TEXT EXTRACT:

For implementing a conditional type I highly enjoy std::conditional_t
as it keeps the code short and very readable:
template<std::size_t N>
using bit_type =
std::conditional_t<N == std::size_t{ 8 }, std::uint8_t,
std::conditional_t<N == std::size_t{ 16 }, std::uint16_t,
std::conditional_t<N == std::size_t{ 32 }, std::uint32_t,
std::conditional_t<N == std::size_t{ 64 }, std::uint64_t, void>>>>;
using it works quite intuitively:
bit_type<8u> a; // == std::uint8_t
bit_type<16u> b; // == std::uint16_t
bit_type<32u> c; // == std::uint32_t
bit_type<64u> d; // == std::uint64_t
But since this is a pure conditional type there must be a default type - void
, in this case. Therefore if N
is any other value said type yields:
bit_type<500u> f; // == void
Now this doesn't compile, but the yielding type is still valid.
Meaning you could say bit_type<500u>* f;
and would have a valid program!
So is there a nice way to let compilation fail when the fail case of an conditional type is reached?
One idea immediately would be to replace the last std::conditional_t
with std::enable_if_t
:
template<std::size_t N>
using bit_type =
std::conditional_t<N == std::size_t{ 8 }, std::uint8_t,
std::conditional_t<N == std::size_t{ 16 }, std::uint16_t,
std::conditional_t<N == std::size_t{ 32 }, std::uint32_t,
std::enable_if_t< N == std::size_t{ 64 }, std::uint64_t>>>>;
The problem with that is that templates are always fully evaluated, meaning that the std::enable_if_t
is always fully evaluated - and that will fail if N != std::size_t{ 64 }
. Urgh.
My current go-to workaround to this is rather clumsy introducing a struct and 3 using
declarations:
template<std::size_t N>
struct bit_type {
private:
using vtype =
std::conditional_t<N == std::size_t{ 8 }, std::uint8_t,
std::conditional_t<N == std::size_t{ 16 }, std::uint16_t,
std::conditional_t<N == std::size_t{ 32 }, std::uint32_t,
std::conditional_t<N == std::size_t{ 64 }, std::uint64_t, void>>>>;
public:
using type = std::enable_if_t<!std::is_same_v<vtype, void>, vtype>;
};
template<std::size_t N>
using bit_type_t = bit_type<N>::type;
static_assert(std::is_same_v<bit_type_t<64u>, std::uint64_t>, "");
Which generally works, but I dislike it as it adds so much stuff, I might as well just use template specialization. It also reserves void
as a special type - so it won't work where void
is actually a yield from a branch. Is there a readable, short solution?

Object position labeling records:

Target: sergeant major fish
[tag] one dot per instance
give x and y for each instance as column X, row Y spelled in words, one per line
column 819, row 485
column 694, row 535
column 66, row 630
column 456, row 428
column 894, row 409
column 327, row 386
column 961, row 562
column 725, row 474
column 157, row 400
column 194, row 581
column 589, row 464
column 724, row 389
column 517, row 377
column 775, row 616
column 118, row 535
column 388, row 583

...

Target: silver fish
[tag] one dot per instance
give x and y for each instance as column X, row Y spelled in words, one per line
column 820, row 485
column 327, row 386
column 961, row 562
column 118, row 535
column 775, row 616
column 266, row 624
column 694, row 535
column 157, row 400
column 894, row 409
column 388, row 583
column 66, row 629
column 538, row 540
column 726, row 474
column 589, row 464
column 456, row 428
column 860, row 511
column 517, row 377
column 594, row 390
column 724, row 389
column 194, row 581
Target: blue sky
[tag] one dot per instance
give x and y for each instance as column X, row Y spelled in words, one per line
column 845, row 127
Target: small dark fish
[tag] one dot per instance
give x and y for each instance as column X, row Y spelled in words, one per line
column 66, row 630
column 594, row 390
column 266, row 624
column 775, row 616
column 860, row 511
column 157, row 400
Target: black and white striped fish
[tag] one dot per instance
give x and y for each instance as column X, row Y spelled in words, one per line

...

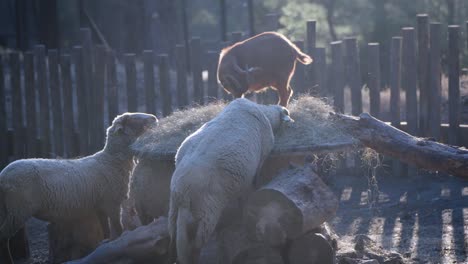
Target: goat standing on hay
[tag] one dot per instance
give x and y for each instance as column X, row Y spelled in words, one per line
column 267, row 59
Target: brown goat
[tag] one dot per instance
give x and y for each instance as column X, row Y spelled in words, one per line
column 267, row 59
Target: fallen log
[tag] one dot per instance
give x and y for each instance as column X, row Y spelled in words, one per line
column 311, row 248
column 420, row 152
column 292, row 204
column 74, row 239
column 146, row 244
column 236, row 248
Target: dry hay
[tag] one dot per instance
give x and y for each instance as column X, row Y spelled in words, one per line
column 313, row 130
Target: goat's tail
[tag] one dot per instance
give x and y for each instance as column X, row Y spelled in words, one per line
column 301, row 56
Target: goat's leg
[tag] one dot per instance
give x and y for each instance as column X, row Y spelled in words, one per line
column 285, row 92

REQUIRED TASK 1:
Based on the C++ conditional type question, decide whether each statement below agrees with it, answering yes or no and quoting the words that settle it. (a) Declaring bit_type<500u> f compiles. (b) With std::enable_if_t in the last branch, the alias still works when N is 8. (c) The writer finds std::conditional_t keeps code short and readable.
REQUIRED TASK 2:
Please retype the C++ conditional type question from "Meaning you could" up to and including "type is reached?".

FULL OUTPUT 1:
(a) No: "Now this doesn't compile, but the yielding type is still valid."
(b) No: "and that will fail if N != std::size_t{ 64 }"
(c) Yes: "as it keeps the code short and very readable"

FULL OUTPUT 2:
Meaning you could say bit_type<500u>* f;
and would have a valid program!
So is there a nice way to let compilation fail when the fail case of an conditional type is reached?